DOCUMENT —
________

Search code examples
javaweb-crawlerheritrix

Heritrix single-site scrape, including required off-site assets


I believe need help compiling Heritrix decide rules, although I'm open to other Heritrix suggestions: https://webarchive.jira.com/wiki/display/Heritrix/Configuring+Crawl+Scope+Using+DecideRules

I need to scrape an entire copy of a website (in the crawler-beans.cxml seed list), but not scrape any external (off-site) pages. Any external resources needed to render the current website should be downloaded, however not following any links to off-site pages - only the assets for the current page/domain.

For example, CDN content required for the rendering of a page might be hosted on an external domain (maybe AWS or Cloudflare), so I would need to download that content, as well as following all on-domain links, however not follow any links to pages outside of the scope of the current domain.


Solution

  • You could use 3 decide rules:

    • The first one accepts all non-html pages, using a ContentTypeNotMatchesRegexDecideRule;
    • The second one accepts all urls in the current domain.
    • The third one rejects all pages not in the domain and not directly reached from the domain (the alsoCheckVia option)

________

WRITTEN PROBLEM A —
In the Heritrix thread, which decide rule does the solution use to accept all non-HTML pages?

MATERIAL PROVIDED —
________

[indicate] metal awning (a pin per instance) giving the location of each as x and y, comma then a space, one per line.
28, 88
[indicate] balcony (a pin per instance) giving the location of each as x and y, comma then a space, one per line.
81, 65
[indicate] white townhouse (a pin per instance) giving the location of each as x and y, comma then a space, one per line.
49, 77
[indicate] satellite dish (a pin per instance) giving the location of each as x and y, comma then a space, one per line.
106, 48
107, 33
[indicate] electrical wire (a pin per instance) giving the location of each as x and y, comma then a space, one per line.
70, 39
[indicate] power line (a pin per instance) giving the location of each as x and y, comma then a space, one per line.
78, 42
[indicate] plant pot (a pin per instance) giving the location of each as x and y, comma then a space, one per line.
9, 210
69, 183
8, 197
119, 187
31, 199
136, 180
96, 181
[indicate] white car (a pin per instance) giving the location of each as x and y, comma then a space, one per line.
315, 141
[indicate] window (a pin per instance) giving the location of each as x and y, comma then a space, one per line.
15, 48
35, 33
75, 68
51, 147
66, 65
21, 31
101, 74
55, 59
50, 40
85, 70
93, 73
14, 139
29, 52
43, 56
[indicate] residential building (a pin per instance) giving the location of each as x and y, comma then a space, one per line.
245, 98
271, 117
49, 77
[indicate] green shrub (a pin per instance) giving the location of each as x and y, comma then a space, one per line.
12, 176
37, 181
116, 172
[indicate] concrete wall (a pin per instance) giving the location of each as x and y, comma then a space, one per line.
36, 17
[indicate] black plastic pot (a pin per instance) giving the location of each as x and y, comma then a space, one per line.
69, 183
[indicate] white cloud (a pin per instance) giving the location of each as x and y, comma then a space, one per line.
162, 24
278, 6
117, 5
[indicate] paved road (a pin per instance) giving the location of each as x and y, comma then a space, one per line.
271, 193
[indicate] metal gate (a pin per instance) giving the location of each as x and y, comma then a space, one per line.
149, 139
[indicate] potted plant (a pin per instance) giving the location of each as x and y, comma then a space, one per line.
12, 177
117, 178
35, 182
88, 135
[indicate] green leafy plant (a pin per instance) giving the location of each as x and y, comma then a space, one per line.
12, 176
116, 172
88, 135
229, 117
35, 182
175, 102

________

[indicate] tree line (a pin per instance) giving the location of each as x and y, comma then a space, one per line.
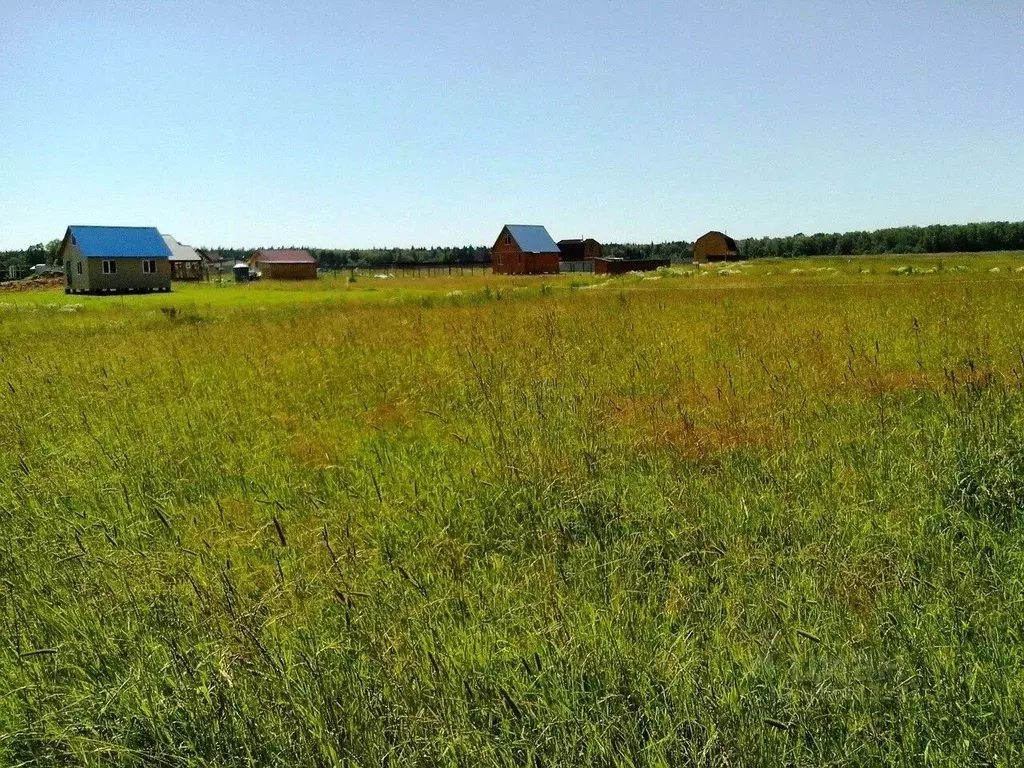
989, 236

________

WRITTEN PROBLEM B —
Show each line of the records that contains the word "green", copying every such line in full. Case counts.

WRITTEN SOLUTION A —
ContentTypeNotMatchesRegexDecideRule

WRITTEN SOLUTION B —
[indicate] green shrub (a pin per instance) giving the location of each as x and y, comma then a space, one per line.
[indicate] green leafy plant (a pin per instance) giving the location of each as x and y, comma then a space, one per line.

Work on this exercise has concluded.